Section 2 will briefly review the background field equations and the
tachyon potential.  The constant tachyon solutions of \perr\ will also be
displayed.  In Section 3, the inflationary scenario will be discussed, and
in Section 4 the  various phenomenological constraints will be considered,
followed by some additional considerations in Section 5.
\vfill
\eject
\newsec{The $\beta$ function Equations and Tachyon Potential}

To leading order, the sub-Planckian energy physics of string theory can
be well described by propagation in the set of condensates of its massless
fields, namely the graviton
$g_{\mu \nu}$, antisymmetric tensor $B_{\mu \nu}$, dilaton $\p$, and tachyon
$T$.  For a world sheet $\Sigma$ with metric $\gamma_{ab}$
and local coordinates $\xi^a$, $a=1,2$, the location of the
string is described by spacetime coordinates $X^{\mu}(\xi^a)$, and
the action is
\eqn\back{I={{-1}\over {2\pi\ap}}\int d^2\xi\sqrt{\gamma}({1\over 2}\gamma^{ab}
\del_aX^{\mu}\del_bX^{\nu}g_{\mu \nu}
+{1\over 2}\epsilon^{ab}\del_aX^{\mu}\del_bX^{\nu}B_{\mu \nu}+
{1\over 2}\ap T -{1\over 4}\ap R^{(2)}\p ),}
where $R^{(2)}$ is the Ricci curvature of the world sheet.  It is this
curvature term which implies that the string coupling constant is
$\hat g=exp(\p /2)$.

**SUPPLIED MATERIAL:**

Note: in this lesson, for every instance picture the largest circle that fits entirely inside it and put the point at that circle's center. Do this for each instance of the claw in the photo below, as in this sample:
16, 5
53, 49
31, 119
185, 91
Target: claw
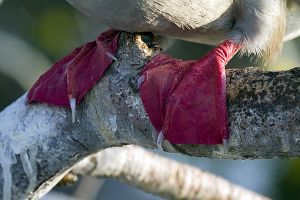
159, 140
140, 80
72, 102
111, 56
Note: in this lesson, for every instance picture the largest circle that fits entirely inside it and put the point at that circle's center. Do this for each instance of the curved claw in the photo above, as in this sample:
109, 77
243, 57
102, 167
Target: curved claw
110, 55
159, 140
72, 102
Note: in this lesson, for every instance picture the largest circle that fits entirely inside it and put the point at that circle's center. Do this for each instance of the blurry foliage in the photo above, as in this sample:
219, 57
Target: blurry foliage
289, 181
55, 28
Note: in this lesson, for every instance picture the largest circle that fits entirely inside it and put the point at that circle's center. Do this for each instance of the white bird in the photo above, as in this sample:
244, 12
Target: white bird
186, 107
260, 25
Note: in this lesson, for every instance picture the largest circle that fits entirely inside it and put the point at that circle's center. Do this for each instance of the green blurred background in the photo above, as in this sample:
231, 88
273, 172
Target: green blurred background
36, 33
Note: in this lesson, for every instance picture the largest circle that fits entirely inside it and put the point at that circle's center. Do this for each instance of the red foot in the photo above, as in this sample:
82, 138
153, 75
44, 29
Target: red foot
186, 100
68, 80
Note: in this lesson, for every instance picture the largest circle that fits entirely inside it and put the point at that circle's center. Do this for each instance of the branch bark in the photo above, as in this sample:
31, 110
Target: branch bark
161, 176
39, 143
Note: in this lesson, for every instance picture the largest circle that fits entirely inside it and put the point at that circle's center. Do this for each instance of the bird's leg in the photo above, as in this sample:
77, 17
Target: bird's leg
186, 100
68, 80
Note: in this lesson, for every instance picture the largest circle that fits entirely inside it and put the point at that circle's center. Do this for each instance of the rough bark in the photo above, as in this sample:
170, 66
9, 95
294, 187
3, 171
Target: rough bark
161, 176
39, 142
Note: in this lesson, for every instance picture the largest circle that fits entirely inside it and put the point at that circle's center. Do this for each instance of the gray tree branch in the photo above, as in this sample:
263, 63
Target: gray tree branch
161, 176
39, 143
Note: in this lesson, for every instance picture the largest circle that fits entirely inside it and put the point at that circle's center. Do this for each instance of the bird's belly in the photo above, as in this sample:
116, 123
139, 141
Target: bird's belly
202, 21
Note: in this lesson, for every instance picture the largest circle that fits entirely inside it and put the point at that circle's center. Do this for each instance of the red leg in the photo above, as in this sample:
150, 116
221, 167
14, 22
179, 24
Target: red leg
68, 80
186, 100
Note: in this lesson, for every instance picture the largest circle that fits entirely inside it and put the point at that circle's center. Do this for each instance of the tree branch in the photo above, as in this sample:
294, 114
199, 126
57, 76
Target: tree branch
161, 176
39, 143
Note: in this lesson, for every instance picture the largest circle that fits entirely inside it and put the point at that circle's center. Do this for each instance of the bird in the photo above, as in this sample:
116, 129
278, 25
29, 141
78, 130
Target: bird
251, 27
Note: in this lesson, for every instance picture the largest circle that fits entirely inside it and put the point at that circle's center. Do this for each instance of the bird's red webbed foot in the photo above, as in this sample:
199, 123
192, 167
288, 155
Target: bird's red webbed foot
68, 80
186, 100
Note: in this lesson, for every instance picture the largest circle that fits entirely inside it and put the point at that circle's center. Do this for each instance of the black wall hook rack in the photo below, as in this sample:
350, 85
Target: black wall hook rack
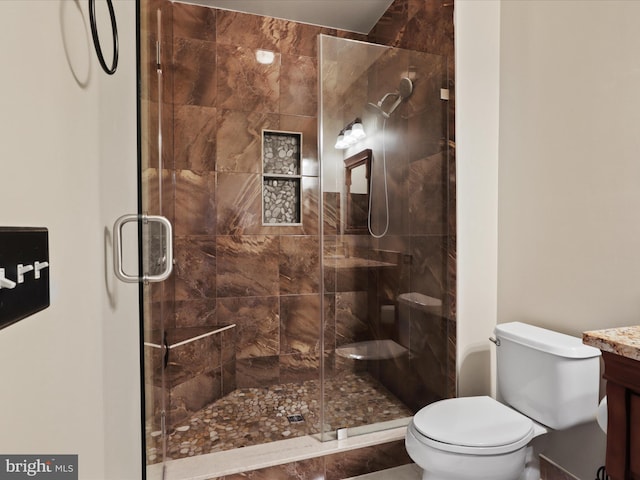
96, 40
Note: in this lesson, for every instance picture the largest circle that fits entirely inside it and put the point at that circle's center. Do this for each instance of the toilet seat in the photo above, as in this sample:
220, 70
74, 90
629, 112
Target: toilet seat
473, 425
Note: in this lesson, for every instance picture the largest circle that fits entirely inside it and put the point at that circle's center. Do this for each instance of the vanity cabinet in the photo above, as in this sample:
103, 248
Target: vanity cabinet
623, 424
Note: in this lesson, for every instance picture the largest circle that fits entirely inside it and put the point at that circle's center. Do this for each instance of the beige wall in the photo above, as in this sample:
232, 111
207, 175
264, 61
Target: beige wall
70, 373
569, 188
565, 255
569, 150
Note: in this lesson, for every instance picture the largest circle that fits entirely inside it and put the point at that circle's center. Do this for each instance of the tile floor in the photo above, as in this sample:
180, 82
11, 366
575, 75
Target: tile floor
252, 416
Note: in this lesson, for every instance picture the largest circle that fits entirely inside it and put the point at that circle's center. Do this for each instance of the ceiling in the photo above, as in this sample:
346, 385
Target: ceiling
353, 15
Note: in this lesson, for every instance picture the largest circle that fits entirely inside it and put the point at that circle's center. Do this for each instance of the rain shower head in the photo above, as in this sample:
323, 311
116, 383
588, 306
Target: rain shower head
405, 89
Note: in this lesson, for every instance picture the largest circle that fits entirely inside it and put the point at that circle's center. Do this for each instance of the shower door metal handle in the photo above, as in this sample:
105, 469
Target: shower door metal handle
167, 259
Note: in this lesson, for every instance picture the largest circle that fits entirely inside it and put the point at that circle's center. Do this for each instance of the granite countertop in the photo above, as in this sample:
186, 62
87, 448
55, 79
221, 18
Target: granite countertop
624, 341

**WRITTEN TASKS:**
a: Reproduce the string theory excerpt in full, word for word.
b: Write out everything in the rows from the line containing "of the granite" down through the last row, with nothing changed.

**RESPONSES TO THE TASKS:**
a:
Section 2 will briefly review the background field equations and the
tachyon potential.  The constant tachyon solutions of \perr\ will also be
displayed.  In Section 3, the inflationary scenario will be discussed, and
in Section 4 the  various phenomenological constraints will be considered,
followed by some additional considerations in Section 5.
\vfill
\eject
\newsec{The $\beta$ function Equations and Tachyon Potential}

To leading order, the sub-Planckian energy physics of string theory can
be well described by propagation in the set of condensates of its massless
fields, namely the graviton
$g_{\mu \nu}$, antisymmetric tensor $B_{\mu \nu}$, dilaton $\p$, and tachyon
$T$.  For a world sheet $\Sigma$ with metric $\gamma_{ab}$
and local coordinates $\xi^a$, $a=1,2$, the location of the
string is described by spacetime coordinates $X^{\mu}(\xi^a)$, and
the action is
\eqn\back{I={{-1}\over {2\pi\ap}}\int d^2\xi\sqrt{\gamma}({1\over 2}\gamma^{ab}
\del_aX^{\mu}\del_bX^{\nu}g_{\mu \nu}
+{1\over 2}\epsilon^{ab}\del_aX^{\mu}\del_bX^{\nu}B_{\mu \nu}+
{1\over 2}\ap T -{1\over 4}\ap R^{(2)}\p ),}
where $R^{(2)}$ is the Ricci curvature of the world sheet.  It is this
curvature term which implies that the string coupling constant is
$\hat g=exp(\p /2)$.

b:
Note: in this lesson, for every instance picture the largest circle that fits entirely inside it and put the point at that circle's center. Do this for each instance of the granite countertop in the photo above, as in this sample:
186, 62
87, 448
55, 79
221, 18
Target: granite countertop
624, 341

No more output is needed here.